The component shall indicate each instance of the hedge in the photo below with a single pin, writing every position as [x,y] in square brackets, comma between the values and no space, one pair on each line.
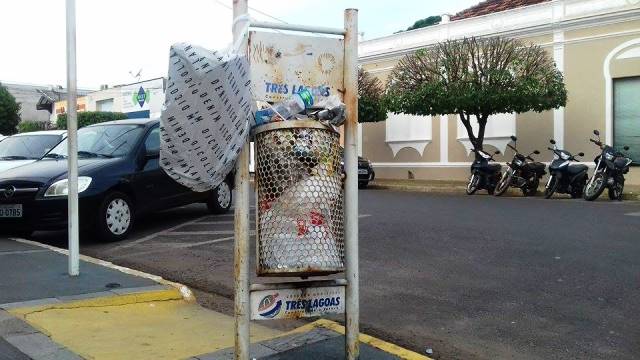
[90,117]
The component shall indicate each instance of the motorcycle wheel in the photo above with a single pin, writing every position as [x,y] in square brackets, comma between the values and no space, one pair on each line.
[577,191]
[615,192]
[551,187]
[504,183]
[532,188]
[472,187]
[595,187]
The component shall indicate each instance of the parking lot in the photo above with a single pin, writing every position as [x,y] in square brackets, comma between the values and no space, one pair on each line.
[471,277]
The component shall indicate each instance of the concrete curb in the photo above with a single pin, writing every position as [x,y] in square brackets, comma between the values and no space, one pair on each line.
[184,291]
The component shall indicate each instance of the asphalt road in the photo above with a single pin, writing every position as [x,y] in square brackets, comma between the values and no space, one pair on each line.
[473,277]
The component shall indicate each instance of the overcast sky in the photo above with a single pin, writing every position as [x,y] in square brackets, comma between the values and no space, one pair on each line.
[115,37]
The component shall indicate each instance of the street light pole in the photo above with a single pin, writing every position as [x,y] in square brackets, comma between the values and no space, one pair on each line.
[241,218]
[72,141]
[351,187]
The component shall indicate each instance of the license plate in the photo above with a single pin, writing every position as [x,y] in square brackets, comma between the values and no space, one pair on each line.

┄┄┄┄┄┄┄┄┄┄

• _WHAT YOU ARE ASKED TO DO_: Repeat all of the entries above word for word, leaving out the pictures.

• _ANSWER FOR THIS EXERCISE_:
The component shall indicate each instance of the hedge in the photo below with a single pin, writing every position as [x,y] in square brackets, comma between the values and no space, one pair on each line.
[90,117]
The component shall indicate each instance of the motorcycle wheel in the photo above with a single pin, writing every position as [x,y] in square brackets, comma between the values and no space, one pair on each line.
[577,191]
[615,192]
[551,187]
[504,183]
[532,188]
[472,187]
[595,187]
The component shall indicate each instance of the parking lot in the photo above with a single pin, writing every position as [x,y] in square brackets, comma between the values and no space, one pair on each line.
[471,277]
The component shall indicate each instance of the concrete curb in the photo above with a single pin, writing every position as [x,y] in square brackets, comma between the values and no space, one pair on each line.
[184,291]
The component shall indicate each instance of the asphalt road in the photo above with a single pin, writing every position as [x,y] in square brackets, comma between the values and no space, one pair on each line.
[473,277]
The component shall indicate each instance of the overcast sky in the photo above with a single pin, writing every position as [x,y] in square brackets, comma between the values and no space, one pair on each line.
[115,37]
The component shall indicate each instance of the street light pole in the photo above with a single pin, writing every position as [x,y] in square brackets, comma between the values and no space, one pair on each line.
[241,218]
[72,141]
[351,187]
The component shall indicate each instance of the license plate in the photo above with a single pin, writing every position as [x,y] in square brackets, comma between the values and no space, one pair on each line.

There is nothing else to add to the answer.